A block of data
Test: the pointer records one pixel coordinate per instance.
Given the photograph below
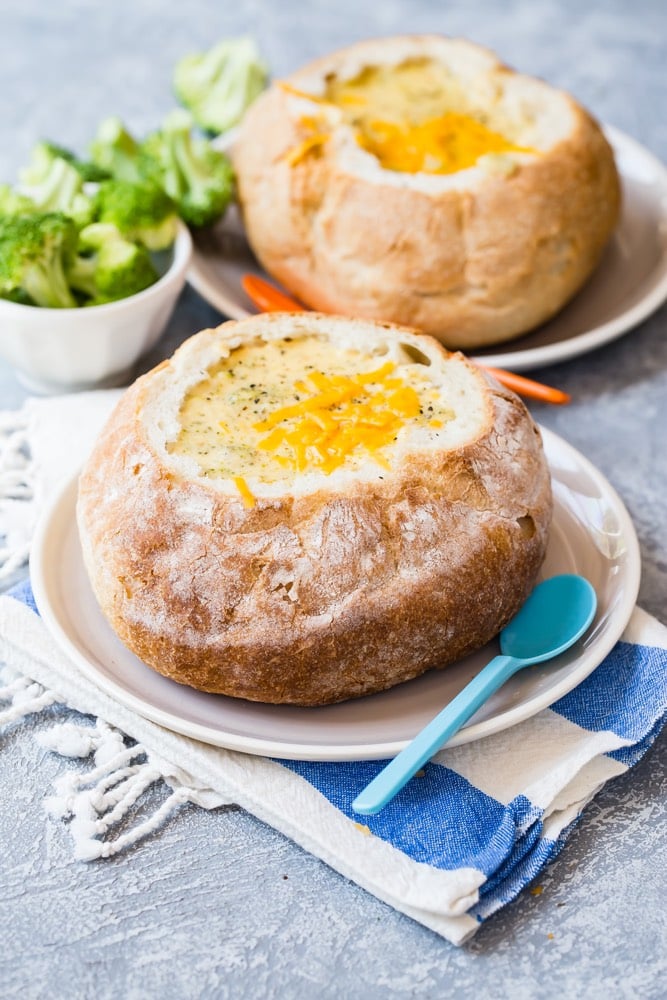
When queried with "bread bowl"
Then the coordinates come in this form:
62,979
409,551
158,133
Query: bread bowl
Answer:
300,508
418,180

...

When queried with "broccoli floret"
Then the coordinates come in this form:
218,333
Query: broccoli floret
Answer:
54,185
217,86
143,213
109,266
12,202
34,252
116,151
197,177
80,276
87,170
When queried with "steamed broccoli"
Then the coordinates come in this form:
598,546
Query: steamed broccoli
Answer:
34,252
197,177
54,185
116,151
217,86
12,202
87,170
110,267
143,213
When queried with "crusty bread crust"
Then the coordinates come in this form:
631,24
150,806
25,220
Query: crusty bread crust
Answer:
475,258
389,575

==

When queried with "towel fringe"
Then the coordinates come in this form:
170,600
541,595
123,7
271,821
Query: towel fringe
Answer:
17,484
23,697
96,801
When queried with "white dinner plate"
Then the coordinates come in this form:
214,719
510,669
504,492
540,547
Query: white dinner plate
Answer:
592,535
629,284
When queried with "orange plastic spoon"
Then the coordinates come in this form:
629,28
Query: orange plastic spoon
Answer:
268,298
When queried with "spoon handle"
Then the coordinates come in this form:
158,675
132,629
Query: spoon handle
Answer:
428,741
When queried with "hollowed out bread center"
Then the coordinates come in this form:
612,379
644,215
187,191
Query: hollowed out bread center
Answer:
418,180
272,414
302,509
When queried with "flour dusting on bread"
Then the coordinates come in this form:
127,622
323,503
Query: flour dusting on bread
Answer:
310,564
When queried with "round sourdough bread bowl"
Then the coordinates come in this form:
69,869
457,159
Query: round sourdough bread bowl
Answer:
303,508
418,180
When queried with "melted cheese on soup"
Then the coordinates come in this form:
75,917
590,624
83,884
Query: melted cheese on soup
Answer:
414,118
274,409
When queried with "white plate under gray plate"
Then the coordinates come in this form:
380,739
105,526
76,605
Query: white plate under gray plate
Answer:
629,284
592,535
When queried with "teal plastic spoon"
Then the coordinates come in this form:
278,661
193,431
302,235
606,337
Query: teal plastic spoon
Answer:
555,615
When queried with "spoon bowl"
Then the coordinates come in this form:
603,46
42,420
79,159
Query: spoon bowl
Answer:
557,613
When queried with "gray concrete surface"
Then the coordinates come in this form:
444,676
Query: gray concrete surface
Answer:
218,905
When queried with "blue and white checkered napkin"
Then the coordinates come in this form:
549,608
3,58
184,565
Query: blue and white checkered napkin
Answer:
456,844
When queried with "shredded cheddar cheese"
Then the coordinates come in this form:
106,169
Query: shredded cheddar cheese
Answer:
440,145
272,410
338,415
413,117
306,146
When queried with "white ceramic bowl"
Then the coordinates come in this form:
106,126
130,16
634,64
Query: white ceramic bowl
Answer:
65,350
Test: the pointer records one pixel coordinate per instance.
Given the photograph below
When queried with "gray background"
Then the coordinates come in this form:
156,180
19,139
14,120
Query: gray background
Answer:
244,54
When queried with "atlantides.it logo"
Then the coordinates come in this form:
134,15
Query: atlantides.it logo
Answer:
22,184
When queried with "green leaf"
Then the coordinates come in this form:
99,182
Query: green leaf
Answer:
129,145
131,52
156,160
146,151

* REQUEST
List every line of the rows above that contains the string "broccoli".

* SOLUTION
When queried with "broccoli floret"
Query: broccoli floret
When queried with "steamed broccoli"
Query: steamed broccoli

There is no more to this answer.